- Exercise: Every record below is to be restated verbatim, though its images are not.

========================================================================

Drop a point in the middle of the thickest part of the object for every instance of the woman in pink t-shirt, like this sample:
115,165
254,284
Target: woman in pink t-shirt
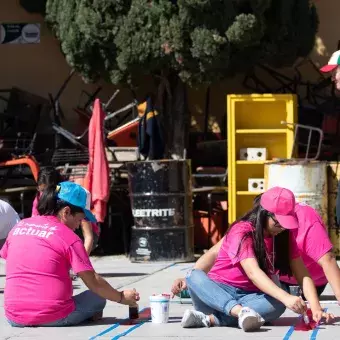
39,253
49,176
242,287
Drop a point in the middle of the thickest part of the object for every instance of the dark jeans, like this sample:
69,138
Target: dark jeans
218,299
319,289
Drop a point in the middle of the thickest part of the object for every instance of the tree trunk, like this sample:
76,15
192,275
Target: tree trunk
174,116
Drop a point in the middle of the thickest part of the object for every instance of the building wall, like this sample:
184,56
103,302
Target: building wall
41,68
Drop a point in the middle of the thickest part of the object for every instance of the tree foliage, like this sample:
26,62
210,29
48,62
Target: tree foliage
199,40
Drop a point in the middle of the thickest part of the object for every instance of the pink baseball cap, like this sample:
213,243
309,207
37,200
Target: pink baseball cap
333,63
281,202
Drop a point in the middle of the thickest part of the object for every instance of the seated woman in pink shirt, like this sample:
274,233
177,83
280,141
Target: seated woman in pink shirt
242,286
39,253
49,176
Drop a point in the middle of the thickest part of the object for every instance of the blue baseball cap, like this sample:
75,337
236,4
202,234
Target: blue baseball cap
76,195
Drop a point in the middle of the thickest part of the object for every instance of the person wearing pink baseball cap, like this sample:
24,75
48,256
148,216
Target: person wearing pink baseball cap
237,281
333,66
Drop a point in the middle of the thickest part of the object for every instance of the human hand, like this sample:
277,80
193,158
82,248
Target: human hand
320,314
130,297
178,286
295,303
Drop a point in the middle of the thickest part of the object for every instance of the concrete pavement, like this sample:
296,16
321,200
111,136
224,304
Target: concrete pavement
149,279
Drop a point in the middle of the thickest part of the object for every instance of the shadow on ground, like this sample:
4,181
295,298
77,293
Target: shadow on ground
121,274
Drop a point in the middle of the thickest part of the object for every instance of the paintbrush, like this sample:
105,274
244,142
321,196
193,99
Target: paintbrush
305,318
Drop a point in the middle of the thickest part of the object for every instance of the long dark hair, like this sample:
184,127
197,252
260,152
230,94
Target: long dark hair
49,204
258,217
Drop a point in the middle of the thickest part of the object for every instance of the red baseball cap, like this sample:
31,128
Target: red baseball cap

========================================================================

- Answer space:
Drop a point in the middle of the thickest part of the object for every instance of the woman in pink t-shirt, like this sample:
115,165
254,284
Target: woman in pink t-shirt
39,253
49,176
242,287
Drop a point in the middle of the thickest part of the object for every instance of the dark jeans, like this sample:
69,138
Target: dark jeans
218,299
319,289
Drop a point in the middle of the thickest part of the object for every instance of the tree trunk, like this sample:
76,15
192,275
Target: tree trunk
174,116
Drop a point in the middle of the thickest part of the object for every instance of the building wall, like this sample:
184,56
103,302
Target: building wall
41,68
Drop a point in the middle of the thickest part of the object for every instance of the tree foliage, like this sample:
26,62
210,29
48,62
Target: tree foliage
199,40
Drop a point in the middle of the thickest part of the object for every instance of the pink baseball cap, like this sample:
213,243
309,207
37,200
Target: pink baseball cap
333,63
281,202
Drop a point in the middle of the thickest part of the object for every instance of the seated woman in pink shirt, like this sample:
274,233
177,83
280,141
Target: seated woman in pink shirt
242,286
39,253
49,176
Drop a point in the middle of the thickest part of the object for every instance of the blue baseball cap, like this sample:
75,337
236,4
202,234
Target: blue baseball cap
76,195
Drop a point in the middle of the thickest part of the object for every instance of the person wearing pink baseball cap, like this sample:
24,75
48,256
148,216
Target: person wearing pink baseball cap
237,281
333,66
Drop a point in the middle of the thickest part of the object for every instance of the human hand, like this sample:
277,80
193,158
82,248
Target: human hand
320,314
130,297
178,286
295,303
Drop a point in the middle of the thickest part of the object for every instance of the concrete pavement, like this sample:
296,16
321,200
111,136
224,304
Target: concrete pavement
149,279
Drop a point in the middle of the thickest part of the object for every instance of the shadow on ground, like this sample:
4,181
295,298
77,293
Target: shadow on ground
121,274
Drop a point in the middle of the thickest part of the object for every instance of the paintbrush, like this sample:
105,274
244,142
321,196
193,99
Target: paintbrush
305,318
Drop a point in the middle of the thickest part of the object for every instance of the long dark hair, like this sample:
184,127
197,252
260,152
230,94
Target: long dark hair
49,204
258,217
Drop a point in the middle of the thickest part of the object for every instance of the red baseball cap, like this sample:
31,128
Target: red baseball cap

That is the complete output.